RECORD EXCERPTS Block Start
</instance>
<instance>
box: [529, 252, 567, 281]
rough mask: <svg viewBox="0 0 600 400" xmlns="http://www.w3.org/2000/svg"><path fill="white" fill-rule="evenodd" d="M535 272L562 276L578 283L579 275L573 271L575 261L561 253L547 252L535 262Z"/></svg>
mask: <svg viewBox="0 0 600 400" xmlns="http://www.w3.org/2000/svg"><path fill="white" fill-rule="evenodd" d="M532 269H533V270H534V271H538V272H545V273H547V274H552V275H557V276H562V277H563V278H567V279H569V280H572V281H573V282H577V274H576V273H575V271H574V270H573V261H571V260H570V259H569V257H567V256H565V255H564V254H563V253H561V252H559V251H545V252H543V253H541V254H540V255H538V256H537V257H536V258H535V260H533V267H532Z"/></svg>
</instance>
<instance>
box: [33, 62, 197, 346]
RECORD EXCERPTS Block End
EXERCISE DETAILS: Turn every line of all the entries above into a numbered list, leaving out blank lines.

SOLUTION:
1. </instance>
2. <instance>
3. box: [529, 252, 567, 281]
4. rough mask: <svg viewBox="0 0 600 400" xmlns="http://www.w3.org/2000/svg"><path fill="white" fill-rule="evenodd" d="M535 272L562 276L578 283L579 275L573 271L575 261L561 253L547 252L535 262Z"/></svg>
5. mask: <svg viewBox="0 0 600 400" xmlns="http://www.w3.org/2000/svg"><path fill="white" fill-rule="evenodd" d="M532 269H533V270H534V271H538V272H545V273H547V274H552V275H557V276H562V277H563V278H567V279H569V280H572V281H573V282H577V274H576V273H575V271H574V270H573V261H571V260H570V259H569V257H567V256H565V255H564V254H563V253H561V252H559V251H545V252H543V253H541V254H540V255H538V256H537V257H536V258H535V260H533V267H532Z"/></svg>
6. </instance>
7. <instance>
8. box: [33, 62, 197, 346]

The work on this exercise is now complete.